**Stated problem 1**
Render the records as a Markdown table, from the line with "of the blue" through the last line of the records, including both ends. Use the columns Row and Line, number each line, and leave out blank lines.

# START OF Article

Well, if it comes together at all (it is quite possibly butterflied away) than it may lead to similar projects. But also, it may be affected in the script department. More comedic, less serious. If it isn't changed greatly, then it may be a game-changer without Batman Begins to hold that title. I haven't personally seen the film (I was 11 when it came out and quite obsessed with Harry Potter) it seems like, with a lighter general aesthetic to contrast with it, it may be a push for more serious action/superhero films. :)
 
As said, Superman Returns is affected. Dunno if that'd help or hurt that particular movie.

Spider-Man 3 might edge out slightly better, maybe the studio doesn't push Venom since h'es still the dominant hero character. Marvel mostly continues as usual.

I'd say Watchmen does better at the box office, maybe release it in the summer or try to cut it down to a PG-13 rating. The cry for dark sperhero movies still comes, but a bit later. We see a new Batman reboot in summer 2011 instead of Green Lantern, which is in development longer and fine-tuned more. Maybe the new Batman, GL and Man of Steel films come out in sequence in 2011-2014 and launch a proper JLA.
 
What causes Batman Begins to flop? Different director/cast/story/combo of all three? I think that's the only way it flops.

After the misadventure with Bat nipples and Arnold on ice they would have to have really wanted to do bad to do worse.
 
Isn't the X-Men series the original foundation of the dark & gritty (for PG-13) modern superhero genre?

Or maybe we've decided in 2014 that any X-Man film without Jim and Mike is totally naff.:D
 
Adjusted for inflation, Batman Begins had the lowest opening weekend of any of the modern live action Batman films. So that shows that the Schumacher films damaged the brand. But because BB had good reviews and great WOM, it had much better legs than Batman Returns, Batman Forever, and Batman and Robin.

So the only way to do this is to have a disastrously bad film. Get a different director and script from the get go, have troubles on set with script changes and actors threatening to quit, maybe the director gets fired midway, and the film goes way over budget. If the trailer looks like crap you could have an even lower opening weekend, and if the word of mouth is bad then you have a chance to keep the final domestic take to less than $100 million.

Maybe have Aronofsky stay with the project until filming begins, and it goes into production a few years earlier than the Nolan version (filming starts the summer before 9/11). This means there isn't as much space between the awful Batman and Robin film and the reboot. Then have Aronofsky fighting with the studio and the actors over his vision of the film, with him wanting to go with a dark psychological thriller take on Bruce Wayne/Batman. Have him replaced midway by some hack who decides to camp it up worse than Schumacher because the studio is worried the public won't respond well to a dark film just as 9/11 happens. Then you get a crappy Batman film rushed to theaters to meet a summer 2002 deadline.

# END OF Article
# START OF Data to process

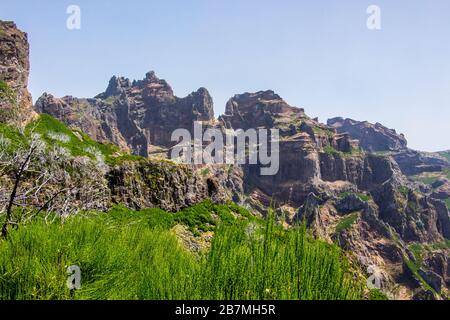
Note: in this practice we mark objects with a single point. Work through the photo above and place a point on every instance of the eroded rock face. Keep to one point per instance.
(372, 137)
(15, 100)
(161, 184)
(134, 115)
(415, 162)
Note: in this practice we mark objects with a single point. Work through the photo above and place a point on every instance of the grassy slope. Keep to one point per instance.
(136, 255)
(77, 143)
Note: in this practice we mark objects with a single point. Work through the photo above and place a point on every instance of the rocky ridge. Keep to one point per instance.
(15, 100)
(361, 200)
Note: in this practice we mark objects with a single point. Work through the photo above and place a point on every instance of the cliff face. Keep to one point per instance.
(372, 137)
(134, 115)
(15, 100)
(360, 200)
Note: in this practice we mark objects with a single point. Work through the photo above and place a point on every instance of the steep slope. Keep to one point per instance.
(361, 200)
(15, 100)
(133, 115)
(371, 137)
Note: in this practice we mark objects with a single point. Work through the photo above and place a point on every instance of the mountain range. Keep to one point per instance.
(353, 183)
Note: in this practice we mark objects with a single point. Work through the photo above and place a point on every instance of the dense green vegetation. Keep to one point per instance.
(55, 133)
(445, 154)
(125, 254)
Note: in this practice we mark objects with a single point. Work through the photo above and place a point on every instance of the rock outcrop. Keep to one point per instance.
(134, 115)
(15, 100)
(361, 200)
(372, 137)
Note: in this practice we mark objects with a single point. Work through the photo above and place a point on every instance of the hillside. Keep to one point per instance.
(81, 174)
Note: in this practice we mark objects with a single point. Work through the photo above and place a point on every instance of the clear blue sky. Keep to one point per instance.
(316, 54)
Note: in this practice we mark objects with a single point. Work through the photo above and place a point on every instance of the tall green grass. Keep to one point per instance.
(136, 255)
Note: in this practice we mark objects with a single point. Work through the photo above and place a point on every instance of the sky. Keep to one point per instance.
(319, 54)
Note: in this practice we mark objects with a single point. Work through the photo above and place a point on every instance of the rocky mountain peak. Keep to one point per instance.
(116, 86)
(372, 137)
(15, 100)
(259, 109)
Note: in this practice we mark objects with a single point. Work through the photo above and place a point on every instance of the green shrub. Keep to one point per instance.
(126, 254)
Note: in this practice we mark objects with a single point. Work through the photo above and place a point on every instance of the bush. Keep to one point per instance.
(134, 255)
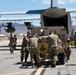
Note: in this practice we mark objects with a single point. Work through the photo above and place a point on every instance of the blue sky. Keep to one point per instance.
(25, 5)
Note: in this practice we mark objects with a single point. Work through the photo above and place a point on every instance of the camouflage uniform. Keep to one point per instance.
(67, 51)
(34, 52)
(25, 49)
(11, 44)
(52, 43)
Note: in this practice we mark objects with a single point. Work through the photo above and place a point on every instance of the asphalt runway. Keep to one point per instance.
(10, 63)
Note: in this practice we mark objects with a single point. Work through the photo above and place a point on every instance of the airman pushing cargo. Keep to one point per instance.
(34, 51)
(25, 47)
(52, 48)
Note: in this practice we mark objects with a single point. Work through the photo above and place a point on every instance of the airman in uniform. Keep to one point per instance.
(52, 48)
(68, 48)
(34, 51)
(11, 44)
(25, 47)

# END OF Data to process

**Stated problem 2**
Write out the superhero film discussion word for word, from "Adjusted for inflation, Batman" to "Batman and Robin.".

**Correct result 1**
| Row | Line |
|---|---|
| 1 | Note: in this practice we mark objects with a single point. Work through the photo above and place a point on every instance of the blue sky. Keep to one point per instance. |
| 2 | (25, 5) |
| 3 | Note: in this practice we mark objects with a single point. Work through the photo above and place a point on every instance of the camouflage uniform. Keep to one point per instance. |
| 4 | (67, 51) |
| 5 | (34, 52) |
| 6 | (25, 49) |
| 7 | (11, 44) |
| 8 | (52, 43) |
| 9 | Note: in this practice we mark objects with a single point. Work through the photo above and place a point on every instance of the asphalt runway. Keep to one point per instance. |
| 10 | (10, 63) |
| 11 | Note: in this practice we mark objects with a single point. Work through the photo above and place a point on every instance of the airman pushing cargo. Keep to one point per instance. |
| 12 | (34, 51) |
| 13 | (25, 47) |
| 14 | (52, 48) |
| 15 | Note: in this practice we mark objects with a single point. Work through the photo above and place a point on every instance of the airman in uniform. Keep to one point per instance. |
| 16 | (52, 48) |
| 17 | (68, 48) |
| 18 | (34, 51) |
| 19 | (11, 44) |
| 20 | (25, 47) |

**Correct result 2**
Adjusted for inflation, Batman Begins had the lowest opening weekend of any of the modern live action Batman films. So that shows that the Schumacher films damaged the brand. But because BB had good reviews and great WOM, it had much better legs than Batman Returns, Batman Forever, and Batman and Robin.